DIRECTIONS: Exclude the pictures and retype the entries as written.

━━━━━ RECORDS FOR THE EXERCISE ━━━━━

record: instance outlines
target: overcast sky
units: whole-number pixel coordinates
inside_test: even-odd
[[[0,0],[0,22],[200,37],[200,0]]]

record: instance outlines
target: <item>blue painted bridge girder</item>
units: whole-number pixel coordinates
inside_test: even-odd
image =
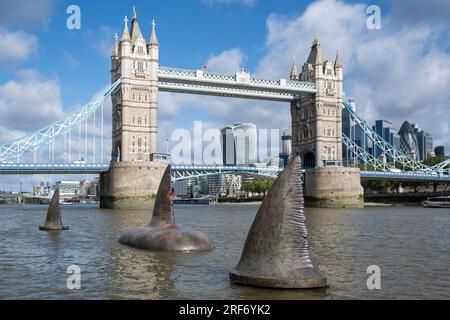
[[[100,174],[109,169],[101,163],[0,163],[0,174]],[[213,174],[250,174],[276,178],[280,170],[245,166],[172,165],[172,180],[183,180]],[[361,171],[361,180],[448,181],[450,175],[430,172]]]
[[[448,181],[450,182],[450,175],[438,174],[430,172],[389,172],[389,171],[361,171],[361,180],[391,180],[391,181]]]

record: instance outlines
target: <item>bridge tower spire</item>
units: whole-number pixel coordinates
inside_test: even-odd
[[[292,149],[307,169],[306,195],[329,199],[329,204],[358,205],[362,194],[359,169],[342,164],[344,78],[339,54],[334,63],[324,59],[320,41],[314,37],[299,78],[315,82],[317,88],[317,93],[299,96],[291,103]]]
[[[103,177],[106,189],[102,191],[109,200],[104,200],[102,207],[115,207],[111,202],[130,199],[149,205],[165,169],[165,164],[152,162],[151,156],[156,152],[158,109],[159,46],[155,25],[147,44],[135,8],[131,34],[127,17],[124,22],[122,39],[120,44],[116,40],[111,56],[111,81],[121,78],[122,82],[111,95],[111,165]]]
[[[120,90],[113,93],[112,160],[150,161],[150,155],[156,152],[157,139],[158,46],[147,46],[135,8],[131,36],[126,21],[119,62],[111,69],[112,81],[122,78]]]
[[[292,60],[290,79],[291,80],[299,80],[300,79],[300,75],[297,70],[297,62],[295,61],[295,56],[294,56],[294,59]]]
[[[123,33],[122,33],[122,41],[130,41],[130,32],[128,31],[128,17],[125,16],[123,19],[124,27],[123,27]]]

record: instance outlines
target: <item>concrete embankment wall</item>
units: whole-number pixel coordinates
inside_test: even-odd
[[[427,198],[440,196],[450,196],[450,192],[366,194],[364,202],[417,205]]]

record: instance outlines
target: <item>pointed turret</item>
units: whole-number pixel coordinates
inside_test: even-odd
[[[119,36],[117,33],[114,36],[114,47],[111,53],[111,58],[117,58],[119,56]]]
[[[341,58],[339,57],[339,50],[336,50],[336,59],[334,60],[334,69],[343,69],[344,67],[342,66],[341,63]]]
[[[125,19],[123,19],[123,22],[125,24],[123,28],[123,35],[122,35],[122,41],[130,41],[130,33],[128,32],[128,18],[125,16]]]
[[[294,57],[294,60],[292,61],[292,68],[291,68],[290,79],[291,80],[299,80],[300,79],[300,75],[299,75],[298,70],[297,70],[297,63],[295,61],[295,57]]]
[[[133,7],[133,18],[131,19],[131,32],[130,37],[131,41],[136,41],[139,36],[141,36],[141,29],[139,28],[139,23],[137,21],[137,15],[136,15],[136,7]]]
[[[152,34],[150,36],[150,39],[148,40],[149,46],[158,46],[158,38],[156,38],[156,23],[155,20],[152,21]]]
[[[319,39],[316,36],[314,36],[311,52],[309,53],[309,57],[306,62],[312,64],[313,66],[323,63],[322,49],[320,48]]]

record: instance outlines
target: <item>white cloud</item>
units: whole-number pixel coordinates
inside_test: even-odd
[[[61,119],[58,82],[33,70],[21,72],[19,79],[0,85],[0,114],[0,127],[11,131],[32,131]]]
[[[253,7],[258,0],[202,0],[203,3],[213,6],[217,4],[242,4],[247,7]]]
[[[0,28],[0,67],[11,67],[24,62],[38,48],[36,36],[23,31],[8,31]]]
[[[432,133],[435,145],[449,148],[450,54],[438,41],[445,37],[446,29],[431,20],[404,25],[394,13],[383,13],[383,29],[370,31],[366,28],[366,6],[322,0],[297,15],[270,15],[265,54],[253,74],[288,77],[292,57],[297,57],[301,68],[316,35],[325,58],[334,59],[339,48],[346,96],[356,98],[358,112],[365,120],[390,120],[397,129],[404,120],[417,121]],[[245,60],[245,54],[235,48],[211,56],[208,66],[234,73]],[[289,130],[291,122],[287,104],[170,95],[160,101],[160,110],[166,105],[169,107],[162,112],[172,120],[185,112],[181,108],[189,108],[217,126],[249,121],[260,128],[282,126]]]
[[[347,5],[341,1],[314,2],[301,15],[272,14],[267,19],[266,54],[259,62],[257,73],[265,77],[286,78],[292,57],[297,63],[306,61],[313,36],[320,39],[326,58],[334,58],[339,48],[343,63],[351,65],[349,52],[356,47],[355,35],[367,33],[365,6]]]
[[[246,55],[239,48],[234,48],[210,56],[206,65],[211,71],[234,74],[246,60]]]
[[[334,59],[339,48],[346,94],[356,98],[365,120],[390,120],[397,129],[404,120],[417,121],[433,134],[435,145],[450,147],[446,138],[450,54],[437,41],[446,29],[432,21],[405,26],[387,14],[383,15],[382,30],[369,31],[365,9],[362,4],[323,0],[297,16],[271,15],[266,54],[256,73],[286,78],[292,56],[301,68],[312,37],[317,35],[325,58]]]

━━━━━

RESPONSE BELOW:
record: instance outlines
target: overcast sky
units: whole-number pixel coordinates
inside_test: even-odd
[[[0,0],[0,22],[200,37],[200,0]]]

record: instance outlines
target: <item>blue painted bridge girder</item>
units: whole-number pixel coordinates
inside_test: even-odd
image =
[[[100,174],[109,169],[101,163],[0,163],[0,174]],[[213,174],[250,174],[276,178],[280,170],[245,166],[172,165],[172,180],[183,180]],[[361,171],[361,180],[448,181],[450,175],[430,172]]]
[[[448,181],[450,182],[450,175],[438,174],[430,172],[389,172],[389,171],[361,171],[361,180],[391,180],[391,181]]]

record: instance outlines
target: <item>bridge tower spire</item>
units: whole-number pixel coordinates
inside_test: even-odd
[[[292,149],[307,169],[306,195],[329,199],[329,204],[358,205],[362,194],[359,169],[342,164],[344,78],[339,54],[334,63],[324,59],[320,41],[314,37],[299,78],[315,82],[317,88],[317,93],[299,96],[291,103]]]
[[[103,177],[106,189],[102,191],[109,200],[104,200],[102,207],[115,207],[111,202],[130,199],[149,205],[165,169],[165,164],[152,162],[151,156],[156,152],[158,109],[159,46],[155,25],[147,44],[135,8],[131,34],[127,17],[124,22],[122,39],[120,44],[116,40],[111,56],[111,81],[121,78],[122,82],[111,95],[111,165]]]
[[[120,90],[113,93],[112,160],[150,161],[150,155],[156,152],[157,139],[158,46],[147,46],[135,8],[131,36],[126,21],[119,62],[111,69],[112,81],[122,78]]]
[[[292,60],[290,79],[291,80],[299,80],[300,79],[300,75],[297,70],[297,62],[295,61],[295,56],[294,56],[294,59]]]
[[[123,33],[122,33],[122,41],[130,41],[130,32],[128,31],[128,17],[125,16],[123,19],[124,27],[123,27]]]

record: instance outlines
target: <item>concrete embankment wall</item>
units: whole-number pixel coordinates
inside_test: even-odd
[[[427,198],[440,196],[450,196],[450,192],[366,194],[364,202],[417,205]]]

record: instance outlines
target: <item>pointed turret</item>
units: whole-number pixel coordinates
inside_test: even-odd
[[[119,36],[117,33],[114,36],[114,47],[111,53],[111,58],[117,58],[119,56]]]
[[[341,58],[339,57],[339,50],[336,50],[336,59],[334,60],[334,69],[343,69],[344,67],[342,66],[341,63]]]
[[[125,19],[123,19],[123,22],[125,24],[123,28],[123,35],[122,35],[122,41],[130,41],[130,33],[128,32],[128,18],[125,16]]]
[[[294,57],[294,60],[292,61],[292,68],[291,68],[290,79],[291,80],[299,80],[300,79],[300,75],[299,75],[298,70],[297,70],[297,63],[295,61],[295,57]]]
[[[133,7],[133,18],[131,19],[131,32],[130,37],[131,41],[136,41],[139,36],[141,36],[141,29],[139,28],[139,23],[137,21],[137,15],[136,15],[136,7]]]
[[[152,34],[150,36],[150,39],[148,40],[149,46],[158,46],[158,38],[156,38],[156,23],[155,20],[152,21]]]
[[[319,39],[316,36],[314,36],[311,52],[309,53],[309,57],[306,62],[312,64],[313,66],[323,63],[322,49],[320,48]]]

record: instance outlines
target: <item>white cloud</item>
units: whole-number pixel coordinates
inside_test: even-odd
[[[61,119],[58,82],[33,70],[21,72],[19,79],[0,85],[0,114],[0,127],[11,131],[32,131]]]
[[[253,7],[258,0],[202,0],[203,3],[213,6],[217,4],[242,4],[247,7]]]
[[[0,28],[0,67],[11,67],[24,62],[38,48],[36,36],[23,31],[8,31]]]
[[[432,133],[435,145],[449,148],[450,54],[438,41],[445,37],[446,29],[431,20],[404,25],[394,13],[383,13],[383,29],[370,31],[366,28],[366,6],[322,0],[297,15],[270,15],[265,54],[253,74],[288,77],[292,57],[297,57],[301,68],[316,35],[325,58],[334,59],[339,48],[346,96],[356,98],[358,112],[365,120],[390,120],[397,129],[404,120],[417,121]],[[245,60],[245,54],[235,48],[211,56],[208,66],[234,73]],[[289,130],[291,122],[287,104],[170,95],[160,101],[160,110],[166,105],[169,107],[162,112],[172,120],[185,112],[181,108],[189,108],[217,126],[249,121],[260,128],[282,126]]]
[[[347,5],[341,1],[314,2],[301,15],[272,14],[267,19],[266,54],[259,62],[257,73],[265,77],[286,78],[292,57],[297,63],[306,61],[313,36],[320,39],[326,58],[334,58],[339,48],[343,63],[351,65],[349,52],[356,47],[355,35],[367,33],[365,6]]]
[[[246,55],[239,48],[234,48],[210,56],[206,65],[211,71],[234,74],[246,60]]]
[[[334,59],[339,48],[346,94],[356,98],[365,120],[390,120],[397,129],[404,120],[417,121],[433,134],[435,145],[450,147],[446,138],[450,54],[437,41],[446,29],[432,21],[405,26],[387,14],[383,15],[382,30],[369,31],[365,9],[362,4],[323,0],[297,16],[271,15],[266,54],[256,73],[286,78],[292,56],[301,68],[312,37],[317,35],[325,58]]]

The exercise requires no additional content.